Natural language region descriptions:
· · · · · · ·
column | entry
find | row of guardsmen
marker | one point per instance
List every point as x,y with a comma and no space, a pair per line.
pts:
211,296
· · · · · · ·
The records above need to be retyped in full, exactly as they stand.

● SOLUTION TO THE EXERCISE:
column | entry
find | row of guardsmen
marker | one point per instance
List every point as x,y with a comma and no space, a pair per line.
pts:
211,296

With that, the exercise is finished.